[Text provided]
+ + + + + + +

Carl Rutberg and Gaddiel Lopez
When Carol Konner told community members at a recent Southampton Town Board meeting to be careful what they wish for, she meant it.
The words rang true last Thursday, May 19, when the main developer and property owner behind the proposed Bridgehampton Gateway project informed town officials that she is no longer interested in moving forward with a town-initiated planned development district proposal targeting a site across Montauk Highway from the Bridgehampton Commons. Instead, Ms. Konner said she will look to develop the 13-acre property under its current highway business zoning.
The PDD would have permitted a blend of different uses at the site that are blocked by the existing zoning, in exchange for community benefits.

+ + + + + + +

[Task statement] Please carry on the article about the Bridgehampton Gateway project from where it stops. The listing after this is separate material and has no connection to the text.

+ + + + + + +

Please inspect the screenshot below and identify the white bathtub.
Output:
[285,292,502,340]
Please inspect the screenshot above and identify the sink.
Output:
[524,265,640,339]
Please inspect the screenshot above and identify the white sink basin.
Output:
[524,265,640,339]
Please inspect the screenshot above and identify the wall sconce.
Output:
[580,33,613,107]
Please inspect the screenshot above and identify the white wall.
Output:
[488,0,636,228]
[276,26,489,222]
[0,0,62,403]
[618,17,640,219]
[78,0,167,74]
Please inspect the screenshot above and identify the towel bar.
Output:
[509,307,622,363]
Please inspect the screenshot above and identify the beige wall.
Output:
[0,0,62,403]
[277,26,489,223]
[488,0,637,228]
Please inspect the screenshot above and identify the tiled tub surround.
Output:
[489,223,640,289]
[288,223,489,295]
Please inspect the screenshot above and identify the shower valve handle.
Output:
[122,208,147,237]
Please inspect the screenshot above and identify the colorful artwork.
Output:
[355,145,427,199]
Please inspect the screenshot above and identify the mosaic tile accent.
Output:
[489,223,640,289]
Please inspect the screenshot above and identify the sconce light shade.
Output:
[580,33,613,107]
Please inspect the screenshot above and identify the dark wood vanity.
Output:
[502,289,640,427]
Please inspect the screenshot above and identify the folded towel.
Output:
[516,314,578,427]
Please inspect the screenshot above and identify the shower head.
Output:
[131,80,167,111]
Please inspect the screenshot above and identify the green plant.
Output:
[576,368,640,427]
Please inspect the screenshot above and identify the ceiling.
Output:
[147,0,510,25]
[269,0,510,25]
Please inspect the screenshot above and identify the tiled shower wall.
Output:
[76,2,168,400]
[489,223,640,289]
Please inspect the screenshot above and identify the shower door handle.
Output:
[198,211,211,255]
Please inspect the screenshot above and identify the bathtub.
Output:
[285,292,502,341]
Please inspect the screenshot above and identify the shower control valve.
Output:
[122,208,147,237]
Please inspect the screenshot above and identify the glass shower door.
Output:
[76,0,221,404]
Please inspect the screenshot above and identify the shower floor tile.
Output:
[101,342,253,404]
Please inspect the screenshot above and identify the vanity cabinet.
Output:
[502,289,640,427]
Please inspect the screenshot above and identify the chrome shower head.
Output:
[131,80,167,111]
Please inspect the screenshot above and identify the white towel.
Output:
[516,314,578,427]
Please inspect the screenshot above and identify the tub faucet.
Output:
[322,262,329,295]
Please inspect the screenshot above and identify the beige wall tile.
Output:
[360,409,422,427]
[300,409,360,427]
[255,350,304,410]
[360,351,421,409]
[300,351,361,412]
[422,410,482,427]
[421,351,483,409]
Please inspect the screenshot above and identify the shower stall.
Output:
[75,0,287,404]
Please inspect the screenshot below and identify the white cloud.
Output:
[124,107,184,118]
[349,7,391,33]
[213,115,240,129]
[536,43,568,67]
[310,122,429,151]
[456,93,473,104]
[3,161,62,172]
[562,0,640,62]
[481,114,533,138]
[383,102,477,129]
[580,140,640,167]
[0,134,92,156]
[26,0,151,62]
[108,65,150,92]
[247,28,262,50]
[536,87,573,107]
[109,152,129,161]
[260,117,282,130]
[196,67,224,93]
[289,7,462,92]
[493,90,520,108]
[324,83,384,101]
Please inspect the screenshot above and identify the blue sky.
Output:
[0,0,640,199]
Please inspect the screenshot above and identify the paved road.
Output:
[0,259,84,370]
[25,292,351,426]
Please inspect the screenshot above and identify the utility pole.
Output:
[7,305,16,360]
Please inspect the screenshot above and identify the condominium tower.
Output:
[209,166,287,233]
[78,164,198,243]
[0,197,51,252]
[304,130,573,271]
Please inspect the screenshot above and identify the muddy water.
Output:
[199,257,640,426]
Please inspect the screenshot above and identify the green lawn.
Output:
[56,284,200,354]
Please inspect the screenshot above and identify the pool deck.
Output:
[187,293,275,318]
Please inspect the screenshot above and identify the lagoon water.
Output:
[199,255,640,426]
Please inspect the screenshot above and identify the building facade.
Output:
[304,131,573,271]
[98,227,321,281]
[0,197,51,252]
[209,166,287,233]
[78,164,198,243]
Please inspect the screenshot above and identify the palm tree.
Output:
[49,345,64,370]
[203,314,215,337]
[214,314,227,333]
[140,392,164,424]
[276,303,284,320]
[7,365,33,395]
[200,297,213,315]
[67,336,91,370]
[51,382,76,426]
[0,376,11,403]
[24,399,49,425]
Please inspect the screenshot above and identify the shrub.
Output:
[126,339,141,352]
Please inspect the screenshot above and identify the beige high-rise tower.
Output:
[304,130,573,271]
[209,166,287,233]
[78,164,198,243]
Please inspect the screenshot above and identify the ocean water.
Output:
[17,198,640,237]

+ + + + + + +

[The answer]
“I am withdrawing my support for the town’s initiative after three and a half years as it relates to the PDD,” Ms. Konner said. “It is a delay that I didn’t have to have—I could have just gone through with present zoning with the Equinox,” she added, referring to the 27,000-square-foot luxury gym that is the centerpiece for the site. Her proposal for that development was filed with the town three years ago, and she said she will “activate” that application now.
Southampton Town Supervisor Jay Schneiderman confirmed that “there is no point” in pursuing the PDD at the Gateway if Ms. Konner is not interested.
As for the remaining square footage at the Gateway, Ms. Konner said she is not yet sure of what will take up the space, which she has paid $1.5 million in total for over the past three years. The Carvel that is already located on the site will remain, she said, though “it won’t take on the same form, but it will always be there unless the tenants want to leave.”
Although the Planning Board can control how the parcels look, household appliance stores, radio and television stores, as well as auto and home supply stores are all allowed in highway business zones, according to the town code. Car dealerships and fast-food restaurants are permitted, though they would require a special exception permit from the Planning Board.
Ms. Konner declined to comment on whether her plans will include either market-rate or affordable housing, a key part of the PDD proposal.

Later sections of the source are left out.